■ Activity: Would you transcribe the entries below word for word, omitting all images?

■ Records supplied:
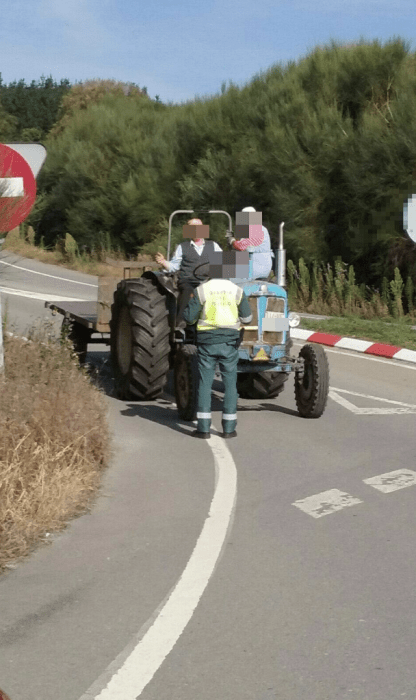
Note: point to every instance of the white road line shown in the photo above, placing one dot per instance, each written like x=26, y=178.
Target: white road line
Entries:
x=36, y=295
x=392, y=481
x=371, y=410
x=362, y=356
x=148, y=654
x=44, y=274
x=399, y=406
x=369, y=396
x=326, y=502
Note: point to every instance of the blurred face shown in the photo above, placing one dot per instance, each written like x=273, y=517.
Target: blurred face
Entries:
x=195, y=231
x=246, y=223
x=229, y=264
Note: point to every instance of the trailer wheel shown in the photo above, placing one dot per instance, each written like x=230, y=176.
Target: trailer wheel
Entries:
x=78, y=335
x=311, y=389
x=186, y=381
x=260, y=385
x=139, y=339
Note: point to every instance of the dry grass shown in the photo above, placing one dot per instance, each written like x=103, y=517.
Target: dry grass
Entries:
x=54, y=443
x=16, y=243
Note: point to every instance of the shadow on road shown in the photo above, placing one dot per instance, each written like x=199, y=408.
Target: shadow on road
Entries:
x=268, y=407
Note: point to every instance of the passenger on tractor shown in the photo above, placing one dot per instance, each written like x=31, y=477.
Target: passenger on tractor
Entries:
x=219, y=307
x=248, y=221
x=195, y=250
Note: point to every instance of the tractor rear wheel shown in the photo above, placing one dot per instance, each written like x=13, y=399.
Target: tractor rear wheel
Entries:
x=139, y=339
x=186, y=381
x=260, y=385
x=311, y=389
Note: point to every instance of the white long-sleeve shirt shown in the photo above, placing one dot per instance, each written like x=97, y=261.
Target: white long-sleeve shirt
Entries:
x=175, y=262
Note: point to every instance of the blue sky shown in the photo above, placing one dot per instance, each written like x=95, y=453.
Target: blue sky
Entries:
x=179, y=49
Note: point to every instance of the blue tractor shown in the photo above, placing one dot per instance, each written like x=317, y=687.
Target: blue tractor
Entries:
x=146, y=341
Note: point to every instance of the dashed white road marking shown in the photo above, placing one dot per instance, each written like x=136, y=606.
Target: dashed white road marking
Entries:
x=148, y=654
x=392, y=481
x=326, y=502
x=45, y=274
x=399, y=406
x=36, y=295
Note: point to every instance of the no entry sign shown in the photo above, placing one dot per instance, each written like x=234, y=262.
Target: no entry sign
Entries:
x=17, y=189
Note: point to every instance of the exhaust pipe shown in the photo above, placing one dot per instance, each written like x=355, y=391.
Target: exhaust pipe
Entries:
x=281, y=259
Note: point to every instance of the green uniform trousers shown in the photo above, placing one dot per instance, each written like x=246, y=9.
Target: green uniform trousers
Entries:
x=226, y=354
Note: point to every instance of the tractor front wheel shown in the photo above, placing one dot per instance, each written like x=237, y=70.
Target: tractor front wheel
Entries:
x=312, y=386
x=186, y=381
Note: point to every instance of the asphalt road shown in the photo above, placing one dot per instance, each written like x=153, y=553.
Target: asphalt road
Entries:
x=301, y=585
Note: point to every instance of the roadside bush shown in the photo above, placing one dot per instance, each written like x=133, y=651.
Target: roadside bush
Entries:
x=54, y=443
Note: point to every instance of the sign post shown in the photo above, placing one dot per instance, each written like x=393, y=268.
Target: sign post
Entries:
x=409, y=217
x=19, y=165
x=17, y=188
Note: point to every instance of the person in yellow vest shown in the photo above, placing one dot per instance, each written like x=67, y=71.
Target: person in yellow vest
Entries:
x=219, y=307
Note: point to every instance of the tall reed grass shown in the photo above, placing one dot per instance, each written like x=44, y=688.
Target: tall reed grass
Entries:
x=54, y=443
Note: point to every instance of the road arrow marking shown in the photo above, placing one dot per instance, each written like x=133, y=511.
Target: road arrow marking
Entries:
x=326, y=502
x=36, y=295
x=392, y=481
x=399, y=406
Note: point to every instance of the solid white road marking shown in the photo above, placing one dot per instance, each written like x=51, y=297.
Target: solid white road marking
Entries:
x=11, y=187
x=392, y=481
x=44, y=274
x=400, y=407
x=35, y=295
x=326, y=502
x=147, y=656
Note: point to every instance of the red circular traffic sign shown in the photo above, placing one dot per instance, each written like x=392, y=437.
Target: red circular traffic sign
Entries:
x=17, y=189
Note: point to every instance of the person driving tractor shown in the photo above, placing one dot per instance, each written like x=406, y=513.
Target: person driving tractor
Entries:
x=195, y=250
x=219, y=308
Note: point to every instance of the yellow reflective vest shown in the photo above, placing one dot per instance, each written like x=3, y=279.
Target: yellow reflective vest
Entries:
x=220, y=300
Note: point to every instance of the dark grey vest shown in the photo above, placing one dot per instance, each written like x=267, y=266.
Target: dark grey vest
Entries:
x=191, y=259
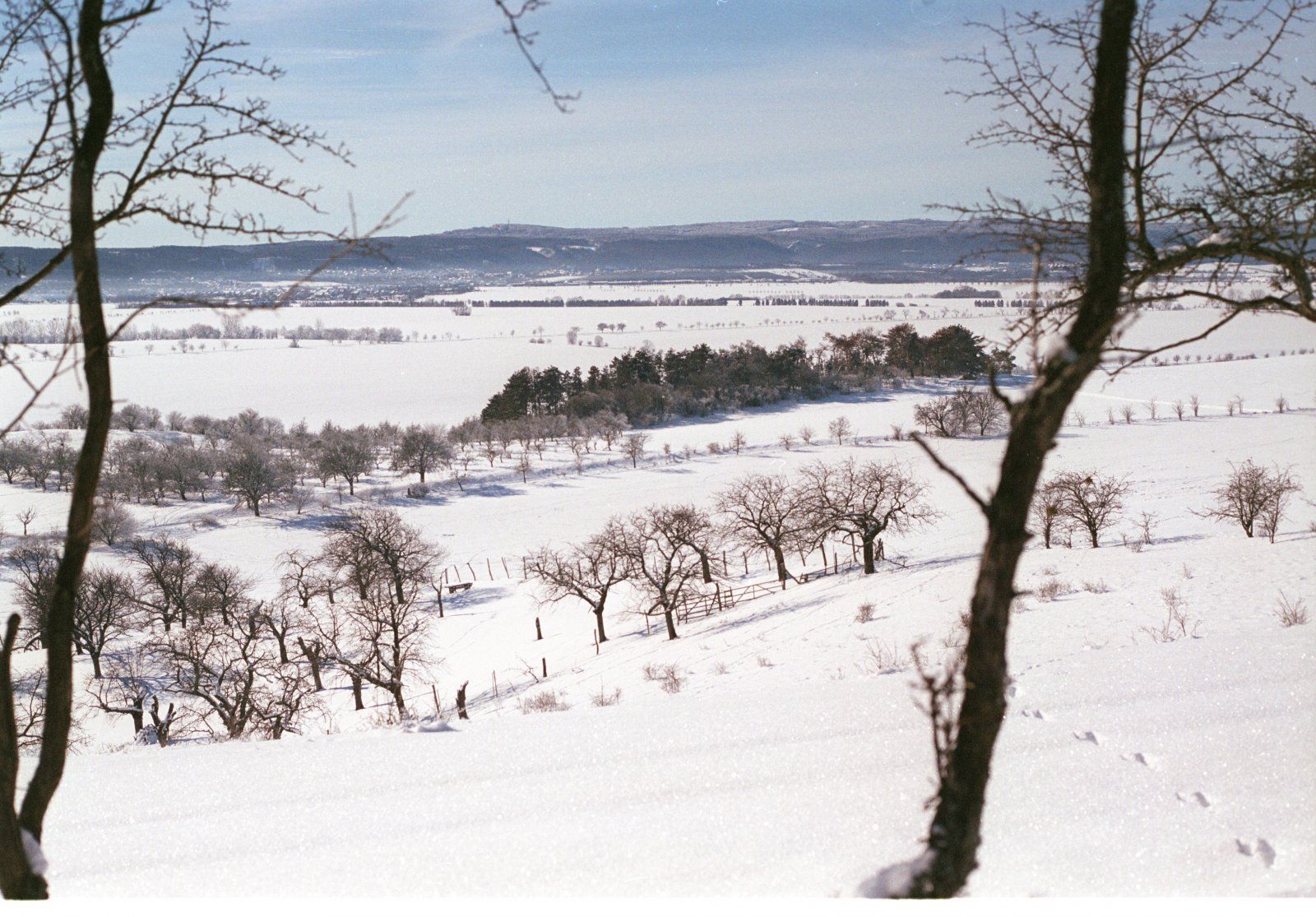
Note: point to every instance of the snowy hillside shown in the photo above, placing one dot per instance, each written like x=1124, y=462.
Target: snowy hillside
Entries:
x=776, y=746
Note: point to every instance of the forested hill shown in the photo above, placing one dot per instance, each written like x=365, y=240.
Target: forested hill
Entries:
x=903, y=250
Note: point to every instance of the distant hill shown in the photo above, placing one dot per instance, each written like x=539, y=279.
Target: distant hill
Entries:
x=901, y=250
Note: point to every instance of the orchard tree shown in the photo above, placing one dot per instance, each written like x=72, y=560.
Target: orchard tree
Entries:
x=1090, y=500
x=767, y=512
x=865, y=499
x=1166, y=162
x=177, y=151
x=587, y=572
x=421, y=450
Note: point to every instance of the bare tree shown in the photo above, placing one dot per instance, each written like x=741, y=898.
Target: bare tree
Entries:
x=1090, y=500
x=865, y=500
x=373, y=546
x=173, y=160
x=168, y=572
x=1254, y=496
x=1211, y=177
x=587, y=572
x=112, y=522
x=767, y=512
x=656, y=544
x=420, y=450
x=1046, y=512
x=132, y=687
x=256, y=473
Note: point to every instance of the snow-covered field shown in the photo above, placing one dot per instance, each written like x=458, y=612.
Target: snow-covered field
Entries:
x=458, y=361
x=793, y=759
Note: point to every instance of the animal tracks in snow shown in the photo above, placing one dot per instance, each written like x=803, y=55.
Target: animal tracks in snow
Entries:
x=1257, y=849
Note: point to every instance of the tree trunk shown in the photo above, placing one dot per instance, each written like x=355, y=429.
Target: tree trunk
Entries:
x=954, y=835
x=315, y=664
x=16, y=877
x=461, y=702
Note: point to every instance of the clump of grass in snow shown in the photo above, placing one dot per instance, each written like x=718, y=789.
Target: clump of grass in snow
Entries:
x=1053, y=588
x=544, y=702
x=668, y=678
x=605, y=697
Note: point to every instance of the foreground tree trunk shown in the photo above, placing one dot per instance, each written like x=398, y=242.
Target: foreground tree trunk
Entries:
x=954, y=835
x=16, y=875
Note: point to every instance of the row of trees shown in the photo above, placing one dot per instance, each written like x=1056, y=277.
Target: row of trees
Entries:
x=648, y=386
x=665, y=550
x=174, y=627
x=57, y=331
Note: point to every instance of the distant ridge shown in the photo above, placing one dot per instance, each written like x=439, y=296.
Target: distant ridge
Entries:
x=895, y=250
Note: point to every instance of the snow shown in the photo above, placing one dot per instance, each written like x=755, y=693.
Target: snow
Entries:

■ Answer section:
Note: point to every instance of the white road line shown in the photo above, placing one dot per instance, each written like x=26, y=178.
Target: white road line
Entries:
x=36, y=295
x=392, y=481
x=371, y=410
x=362, y=356
x=148, y=654
x=44, y=274
x=399, y=406
x=369, y=396
x=326, y=502
Note: point to every instance of the blurred face shown in the photo above, placing one dot per instance, each written like x=273, y=517.
Target: blurred face
Entries:
x=195, y=231
x=246, y=223
x=229, y=264
Note: point to every instance of the trailer wheel shown in the photo above, placing one dot per instance, each written like x=230, y=176.
Target: trailer wheel
Entries:
x=78, y=335
x=311, y=389
x=186, y=381
x=260, y=385
x=139, y=339
Note: point to every instance of the dry grass shown in the photo above, placing one dot per instance, each written like x=103, y=517.
Target: dry grass
Entries:
x=54, y=443
x=16, y=243
Note: point to every instance of the shadow on road shown in the photo above, placing one dot per instance, each written like x=199, y=408.
Target: shadow on road
Entries:
x=268, y=407
Note: point to every instance of the passenger on tractor shown in the photo above, placing one dot per instance, each written like x=31, y=477.
Target: passenger on tractor
Entries:
x=219, y=307
x=248, y=221
x=195, y=250
Note: point to every instance of the tractor rear wheel shown in the photo above, placing one dot per instance, each written like x=13, y=399.
Target: tractor rear wheel
Entries:
x=139, y=339
x=186, y=381
x=260, y=385
x=311, y=389
Note: point to every instance of the white long-sleeve shirt shown in the photo above, placing one dot per instance, each written like x=97, y=261.
Target: white long-sleeve shirt
Entries:
x=175, y=262
Note: point to every instance of the blue sky shown in the photo above, placing one dot per instance, each written like x=95, y=453.
Target: blue sky
Entries:
x=179, y=49
Note: point to every instance of the blue tractor shown in the photo above, placing one dot per instance, each written like x=317, y=687.
Target: blue tractor
Entries:
x=146, y=341
Note: point to every instance of the dashed white road marking shown in the photo above, placing one dot per instance, each written like x=136, y=606.
Target: dashed white road marking
Entries:
x=148, y=654
x=392, y=481
x=326, y=502
x=45, y=274
x=399, y=406
x=36, y=295
Note: point to every instance of the no entry sign shown in the photo above, placing one dot per instance, each written like x=234, y=262.
Target: no entry sign
Entries:
x=17, y=189
Note: point to every instance of the exhaust pipe shown in the photo above, placing one dot per instance, each written like x=355, y=391.
Target: exhaust pipe
Entries:
x=281, y=259
Note: point to every instance of the green uniform trousers shown in the photo above, placing one dot per instance, each written like x=246, y=9.
Target: green uniform trousers
Entries:
x=226, y=354
Note: point to every instance of the tractor front wheel shown in the photo above, placing one dot per instance, each written like x=237, y=70.
Target: tractor front wheel
Entries:
x=312, y=386
x=186, y=381
Note: point to every instance of the asphalt road shown in the photo above, placing one dot per instance, each written like x=153, y=553.
Target: asphalt road
Entries:
x=301, y=585
Note: point to every instance of the roadside bush shown in the photo above, placing one dot per instance, each written like x=133, y=651.
Target: roadside bush
Entries:
x=54, y=443
Note: point to every instance of the sign post shown in the photo above, placing one dot per instance, each written like x=393, y=268.
Target: sign post
Entries:
x=409, y=217
x=19, y=165
x=17, y=188
Note: point to every instance of the person in yellow vest shown in the photo above, placing one dot per instance, each written like x=67, y=71.
Target: person in yellow vest
Entries:
x=219, y=307
Note: point to every instance of the tall reed grass shown in the photo above, placing one dot per instance, each written like x=44, y=688.
Target: tall reed grass
Entries:
x=54, y=443
Note: point to every instance of the road arrow marking shown in the photo above, placing one dot per instance, each written like x=133, y=511.
Target: road arrow marking
Entries:
x=326, y=502
x=36, y=295
x=392, y=481
x=399, y=406
Note: point to every instance of the solid white road marking shown in the photo above, placing one dot per instance, each written like x=51, y=297.
Target: solid white road marking
Entries:
x=11, y=187
x=392, y=481
x=44, y=274
x=400, y=407
x=35, y=295
x=326, y=502
x=147, y=656
Note: point to every instance of the red circular traffic sign shown in the photo above, placing one dot per instance, each written like x=392, y=437.
Target: red circular traffic sign
Entries:
x=17, y=189
Note: point to every instance of the person driving tractor shown in the photo above, placing one dot per instance, each written like x=406, y=513.
Target: person driving tractor
Entries:
x=195, y=250
x=219, y=308
Note: point to every instance of the yellow reflective vest shown in the photo above, placing one dot per instance, each written like x=3, y=279.
Target: yellow reflective vest
Entries:
x=220, y=300
Note: point to every instance of the dark grey vest shown in the photo above, placing one dot per instance, each written like x=267, y=266.
Target: dark grey vest
Entries:
x=191, y=259
Note: point to every instance of the snowy hillside shown in the photo above, placing one dot per instance, each written like x=1124, y=462.
Target: snowy hillside
Entries:
x=776, y=746
Note: point to every instance of the forested hill shown in the photo above, placing one dot per instance, each written like x=365, y=240.
Target: forested hill
Entries:
x=903, y=250
Note: point to every instance of the distant hill shown in the photo above, placing one dot per instance, each written like x=539, y=279.
Target: distant hill
Entries:
x=901, y=250
Note: point to every instance of the orchard tree shown in the photo above, placing one dot per instance, each written like x=72, y=560.
Target: orchard tree
Entries:
x=1090, y=500
x=767, y=512
x=865, y=499
x=1166, y=162
x=177, y=151
x=587, y=572
x=421, y=450
Note: point to every instance of the bare tree shown in the photo above, placing one dot per instance, each written like x=741, y=898.
Target: bare tree
Entries:
x=1090, y=500
x=865, y=500
x=373, y=546
x=173, y=160
x=168, y=572
x=1254, y=496
x=1211, y=177
x=587, y=572
x=112, y=522
x=767, y=512
x=656, y=544
x=420, y=450
x=1046, y=512
x=132, y=687
x=256, y=473
Note: point to every instance of the snow-covered field shown in the photo above, placing one dot per instance, each written like x=458, y=612.
Target: snow-covered field
Entries:
x=458, y=361
x=793, y=759
Note: point to every instance of the animal tracks in snow shown in the photo above, placing one dot per instance, each written like x=803, y=55.
Target: animal tracks in snow
Entries:
x=1257, y=849
Note: point to every instance of the tree trunk shown in the photo above, placing one dot per instance, each written like x=355, y=429.
Target: tree trunk
Entries:
x=954, y=835
x=315, y=664
x=16, y=877
x=461, y=702
Note: point to every instance of the clump of grass in snow shown in the photo above, placing one dot per instance, each written like x=718, y=789.
Target: clump of grass in snow
Entries:
x=1053, y=588
x=544, y=702
x=668, y=678
x=605, y=697
Note: point to every instance of the foreground tree trunk shown in the photo above, placing one dot per instance, each written like x=398, y=242.
Target: foreground tree trunk
Entries:
x=954, y=835
x=16, y=875
Note: point to every instance of the row of trees shown in the photo above, placing one dot per instance, each written like x=1056, y=277.
Target: row of trees
Entries:
x=648, y=386
x=665, y=550
x=174, y=627
x=57, y=331
Note: point to every instance of the distant ridge shown in the photo above, placing one dot per instance, each written like x=439, y=296.
Target: distant ridge
Entries:
x=895, y=250
Note: point to every instance of the snow shown in the photo above, placing one dot per instance, each written like x=755, y=693.
Target: snow
Entries:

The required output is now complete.